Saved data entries

=== Section Start ===

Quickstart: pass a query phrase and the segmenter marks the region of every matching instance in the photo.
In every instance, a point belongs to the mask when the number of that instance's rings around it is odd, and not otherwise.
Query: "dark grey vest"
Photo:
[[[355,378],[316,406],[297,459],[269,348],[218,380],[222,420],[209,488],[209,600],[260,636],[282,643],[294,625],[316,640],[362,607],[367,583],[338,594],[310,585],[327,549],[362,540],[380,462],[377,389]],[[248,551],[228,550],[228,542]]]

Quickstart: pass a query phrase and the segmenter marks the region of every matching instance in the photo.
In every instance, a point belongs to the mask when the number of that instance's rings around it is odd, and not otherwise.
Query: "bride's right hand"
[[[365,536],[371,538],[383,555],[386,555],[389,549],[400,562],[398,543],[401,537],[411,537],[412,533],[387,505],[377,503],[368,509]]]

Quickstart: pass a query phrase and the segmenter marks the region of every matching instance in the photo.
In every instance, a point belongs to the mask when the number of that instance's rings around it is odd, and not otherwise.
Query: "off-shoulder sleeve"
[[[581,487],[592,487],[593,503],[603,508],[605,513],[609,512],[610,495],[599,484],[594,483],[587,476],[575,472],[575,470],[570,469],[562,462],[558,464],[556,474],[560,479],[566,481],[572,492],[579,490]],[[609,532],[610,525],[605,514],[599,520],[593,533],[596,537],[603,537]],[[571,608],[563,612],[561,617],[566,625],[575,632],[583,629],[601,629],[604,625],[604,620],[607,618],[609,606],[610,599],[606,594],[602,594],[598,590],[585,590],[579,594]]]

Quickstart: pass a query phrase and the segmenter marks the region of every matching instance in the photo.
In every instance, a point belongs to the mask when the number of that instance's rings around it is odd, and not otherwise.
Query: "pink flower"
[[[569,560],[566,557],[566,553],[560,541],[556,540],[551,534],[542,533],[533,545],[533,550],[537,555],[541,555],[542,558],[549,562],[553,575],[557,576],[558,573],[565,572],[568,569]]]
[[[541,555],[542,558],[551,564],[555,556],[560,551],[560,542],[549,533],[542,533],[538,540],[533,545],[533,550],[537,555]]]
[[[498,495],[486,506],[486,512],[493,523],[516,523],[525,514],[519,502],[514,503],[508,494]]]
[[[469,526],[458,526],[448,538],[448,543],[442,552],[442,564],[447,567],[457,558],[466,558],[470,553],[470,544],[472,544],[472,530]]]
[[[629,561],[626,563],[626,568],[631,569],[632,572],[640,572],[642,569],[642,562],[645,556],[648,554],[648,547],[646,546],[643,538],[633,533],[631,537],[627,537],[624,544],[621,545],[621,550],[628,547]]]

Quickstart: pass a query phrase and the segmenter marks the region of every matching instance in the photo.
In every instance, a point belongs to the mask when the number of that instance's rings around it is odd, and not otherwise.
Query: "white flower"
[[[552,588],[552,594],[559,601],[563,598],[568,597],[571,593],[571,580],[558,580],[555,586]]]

=== Section End ===

### ASSIGNED TASK
Would you transcribe every entry exactly, leaving nothing out?

### ANSWER BOX
Quickstart: pass a query phrase and the segmenter marks the region of every matching instance in the photo.
In every instance, a point belongs to the mask when the number of that instance's rings around it is odd, and not otherwise.
Query: "dark grey vest"
Photo:
[[[355,378],[316,406],[297,459],[269,348],[218,380],[222,420],[209,488],[209,600],[260,636],[282,643],[294,625],[316,640],[362,607],[367,583],[338,594],[310,585],[327,549],[362,540],[380,462],[377,389]],[[248,551],[228,550],[228,542]]]

Quickstart: pass a query phrase and the segmenter marks the region of every matching instance in the photo.
In every instance, a point belongs to the mask when the number of that instance's rings around it is odd, and not otherwise.
Query: "bride's right hand"
[[[365,536],[371,538],[383,555],[386,555],[389,549],[400,562],[398,543],[401,537],[411,537],[412,533],[387,505],[377,503],[368,509]]]

Quickstart: pass a query phrase and the segmenter marks the region of every matching instance in the photo.
In every instance, a point belongs to the mask when the number of that instance's rings around it is odd, and not otherwise.
Query: "off-shoulder sleeve"
[[[581,487],[592,487],[593,503],[603,508],[605,513],[609,512],[610,495],[599,484],[594,483],[587,476],[575,472],[575,470],[570,469],[562,462],[558,464],[556,474],[560,479],[566,481],[572,492],[579,490]],[[609,532],[610,525],[605,514],[599,520],[593,533],[596,537],[603,537]],[[571,608],[563,612],[561,617],[566,625],[575,632],[583,629],[601,629],[604,625],[604,620],[607,618],[609,606],[610,599],[606,594],[602,594],[598,590],[585,590],[579,594]]]

Quickstart: pass a query phrase and the segmenter marks the region of every matching instance in the photo.
In every instance, a point belongs to the mask when the number of that instance's rings around it is odd, and not otherwise.
Query: "pink flower"
[[[569,560],[566,557],[566,553],[560,541],[556,540],[551,534],[542,533],[533,545],[533,550],[537,555],[541,555],[542,558],[549,562],[553,575],[557,576],[558,573],[565,572],[568,569]]]
[[[541,555],[542,558],[551,564],[555,556],[560,551],[560,542],[549,533],[542,533],[538,540],[533,545],[533,550],[537,555]]]
[[[498,495],[486,506],[486,512],[493,523],[516,523],[525,514],[519,502],[514,503],[508,494]]]
[[[469,526],[458,526],[448,538],[448,543],[442,552],[442,564],[447,567],[457,558],[466,558],[470,553],[470,544],[472,544],[472,530]]]
[[[629,561],[626,563],[626,568],[631,569],[632,572],[640,572],[642,569],[642,562],[645,556],[648,554],[648,547],[646,546],[643,538],[633,533],[631,537],[627,537],[624,544],[621,545],[621,550],[628,547]]]

Quickstart: pass a query phrase and the segmenter marks the region of every matching instance in the photo.
In every instance, a point belongs to the mask when the number of that instance's rings around it is odd, and not otherwise.
Query: "white flower"
[[[552,588],[552,594],[559,601],[563,598],[568,597],[571,593],[571,580],[558,580],[555,586]]]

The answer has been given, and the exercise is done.